» **EXTRAIT DU TEXTE**
* * * * * * *
L'invasion publicitaire se poursuit. Déjà nombre
de restaurants, de cafés et de supermarchés imposent
une rasade supplémentaire de « réclame »
entre deux musiques d'ambiance. On parle désormais d'«
assouplir » la directive européenne Télévision
sans frontières afin de donner aux animateurs une plus grande
marge de promotion des marques dans leurs émissions. Le développement
du mouvement « antipub » témoigne d'un refus
croissant de cette dégradation commerciale de l'espace public.
Soudain, à la fin de l'année dernière, les
médias se sont avisés qu'il y avait de la publicité
dans le métro. Que des groupes de jeunes, excédés,
s'étaient lancés à l'assaut des affiches pour
y bomber des formules libératrices. Et que la Régie
autonome des transports parisiens (RATP), outrée, réclamait
1 million d'euros à une soixantaine d'activistes pris sur
le fait. Journaux et revues ont alors multiplié les reportages
faisant de l'affaire un sujet « tendance », au risque
d'inquiéter les annonceurs qui les financent. D'où
sortent ces brigades éclaboussant soudain l'ordre publicitaire
? Et pourquoi les médias ont-ils paru orchestrer la dénonciation
du système qui les fait vivre ?
* * * * * * *
» **LIGNES RÉPERTORIÉES**
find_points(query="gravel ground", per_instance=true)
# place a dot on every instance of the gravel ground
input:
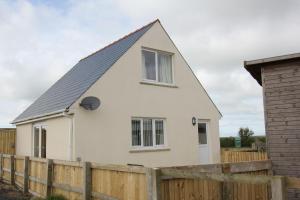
(8, 192)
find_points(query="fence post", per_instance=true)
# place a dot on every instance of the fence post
(87, 180)
(153, 177)
(1, 165)
(278, 188)
(49, 176)
(26, 174)
(12, 169)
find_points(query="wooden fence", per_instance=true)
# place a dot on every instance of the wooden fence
(7, 140)
(239, 156)
(84, 180)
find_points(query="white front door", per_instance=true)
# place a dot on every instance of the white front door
(203, 131)
(39, 141)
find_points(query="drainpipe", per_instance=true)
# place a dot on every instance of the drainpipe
(71, 135)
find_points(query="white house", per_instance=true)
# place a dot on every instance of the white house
(153, 111)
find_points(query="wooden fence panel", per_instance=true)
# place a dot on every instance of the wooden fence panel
(190, 189)
(67, 179)
(37, 176)
(239, 156)
(7, 141)
(117, 183)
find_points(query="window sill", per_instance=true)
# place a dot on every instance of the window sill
(158, 84)
(145, 149)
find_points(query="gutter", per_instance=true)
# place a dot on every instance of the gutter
(40, 117)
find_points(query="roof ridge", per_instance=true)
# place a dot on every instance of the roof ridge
(124, 37)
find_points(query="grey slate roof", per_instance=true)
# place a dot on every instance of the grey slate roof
(80, 78)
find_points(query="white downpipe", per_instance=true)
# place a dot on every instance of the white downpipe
(71, 136)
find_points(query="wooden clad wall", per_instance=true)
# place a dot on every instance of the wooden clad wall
(7, 140)
(281, 85)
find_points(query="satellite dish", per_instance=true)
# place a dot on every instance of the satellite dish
(90, 103)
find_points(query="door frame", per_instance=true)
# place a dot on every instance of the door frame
(39, 125)
(207, 145)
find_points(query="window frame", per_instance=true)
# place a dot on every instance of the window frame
(39, 126)
(207, 123)
(156, 81)
(154, 146)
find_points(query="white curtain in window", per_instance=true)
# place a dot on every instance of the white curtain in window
(136, 132)
(149, 71)
(159, 132)
(148, 135)
(164, 68)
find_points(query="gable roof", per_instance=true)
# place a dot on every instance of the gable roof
(80, 78)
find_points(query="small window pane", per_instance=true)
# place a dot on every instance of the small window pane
(202, 133)
(147, 131)
(159, 130)
(43, 142)
(136, 132)
(149, 65)
(164, 68)
(36, 142)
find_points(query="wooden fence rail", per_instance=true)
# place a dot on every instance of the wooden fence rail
(239, 156)
(84, 180)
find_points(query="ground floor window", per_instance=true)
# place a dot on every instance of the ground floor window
(148, 132)
(39, 141)
(202, 133)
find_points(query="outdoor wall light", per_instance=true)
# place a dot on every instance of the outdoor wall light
(194, 121)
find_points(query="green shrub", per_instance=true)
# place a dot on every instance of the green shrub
(56, 197)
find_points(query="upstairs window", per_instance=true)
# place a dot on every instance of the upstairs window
(147, 132)
(157, 66)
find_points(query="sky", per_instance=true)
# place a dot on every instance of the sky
(42, 40)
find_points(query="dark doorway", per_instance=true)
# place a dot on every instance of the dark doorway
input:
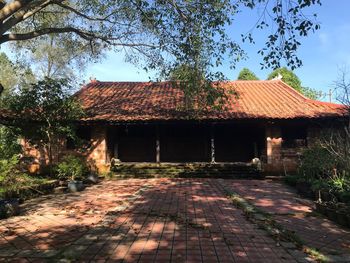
(238, 143)
(136, 143)
(184, 143)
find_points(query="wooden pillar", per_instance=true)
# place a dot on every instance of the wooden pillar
(274, 147)
(116, 145)
(157, 145)
(212, 144)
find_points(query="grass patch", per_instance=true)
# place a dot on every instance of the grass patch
(25, 184)
(266, 222)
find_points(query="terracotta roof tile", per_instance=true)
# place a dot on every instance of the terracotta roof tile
(147, 101)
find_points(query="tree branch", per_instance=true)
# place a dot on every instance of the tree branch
(21, 16)
(89, 36)
(12, 8)
(75, 11)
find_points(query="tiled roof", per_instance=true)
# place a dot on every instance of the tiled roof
(148, 101)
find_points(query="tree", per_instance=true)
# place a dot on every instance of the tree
(55, 55)
(337, 140)
(293, 80)
(288, 77)
(247, 74)
(163, 34)
(13, 74)
(45, 112)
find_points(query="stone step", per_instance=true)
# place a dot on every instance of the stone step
(187, 170)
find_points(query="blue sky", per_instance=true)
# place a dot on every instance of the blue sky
(323, 52)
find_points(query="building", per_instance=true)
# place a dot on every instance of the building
(144, 122)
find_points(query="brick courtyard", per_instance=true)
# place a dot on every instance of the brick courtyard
(139, 220)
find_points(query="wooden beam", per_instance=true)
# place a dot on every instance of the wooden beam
(116, 145)
(157, 145)
(212, 144)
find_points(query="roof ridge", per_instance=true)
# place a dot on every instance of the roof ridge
(292, 89)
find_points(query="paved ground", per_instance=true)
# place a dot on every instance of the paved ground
(294, 214)
(160, 220)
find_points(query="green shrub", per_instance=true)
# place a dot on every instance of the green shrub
(317, 163)
(9, 172)
(291, 179)
(9, 145)
(71, 167)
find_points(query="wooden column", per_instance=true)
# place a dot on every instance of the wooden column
(157, 145)
(212, 144)
(116, 145)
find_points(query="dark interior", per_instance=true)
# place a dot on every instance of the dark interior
(186, 142)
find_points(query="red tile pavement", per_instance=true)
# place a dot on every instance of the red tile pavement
(155, 220)
(293, 212)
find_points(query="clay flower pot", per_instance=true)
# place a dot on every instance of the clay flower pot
(9, 207)
(75, 186)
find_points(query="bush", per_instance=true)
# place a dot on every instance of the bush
(291, 179)
(317, 163)
(9, 172)
(71, 167)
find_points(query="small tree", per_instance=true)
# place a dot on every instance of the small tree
(337, 142)
(45, 113)
(247, 74)
(293, 80)
(288, 77)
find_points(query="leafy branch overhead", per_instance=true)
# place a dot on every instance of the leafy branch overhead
(162, 31)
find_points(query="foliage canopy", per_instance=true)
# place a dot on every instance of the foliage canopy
(45, 112)
(161, 35)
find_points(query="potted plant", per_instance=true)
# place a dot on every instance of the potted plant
(73, 169)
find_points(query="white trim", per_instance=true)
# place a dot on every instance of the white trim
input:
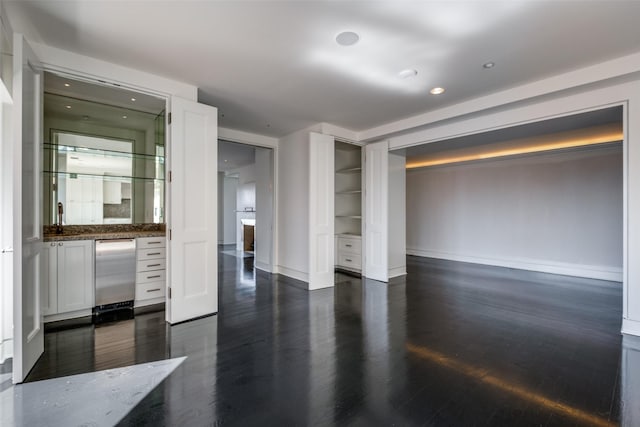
* * * * * * *
» **CONSIGNES**
a) Relevez tous les mots placés entre guillemets dans le texte sur la publicité.
b) Recopiez sans rien changer le passage du texte sur la publicité qui commence aux mots « Soudain, à la » et s'arrête après les mots « fait vivre ? ».

» **RÉPONSES PAR CONSIGNE**
a) réclame, assouplir, antipub, tendance

b)
Soudain, à la fin de l'année dernière, les
médias se sont avisés qu'il y avait de la publicité
dans le métro. Que des groupes de jeunes, excédés,
s'étaient lancés à l'assaut des affiches pour
y bomber des formules libératrices. Et que la Régie
autonome des transports parisiens (RATP), outrée, réclamait
1 million d'euros à une soixantaine d'activistes pris sur
le fait. Journaux et revues ont alors multiplié les reportages
faisant de l'affaire un sujet « tendance », au risque
d'inquiéter les annonceurs qui les financent. D'où
sortent ces brigades éclaboussant soudain l'ordre publicitaire
? Et pourquoi les médias ont-ils paru orchestrer la dénonciation
du système qui les fait vivre ?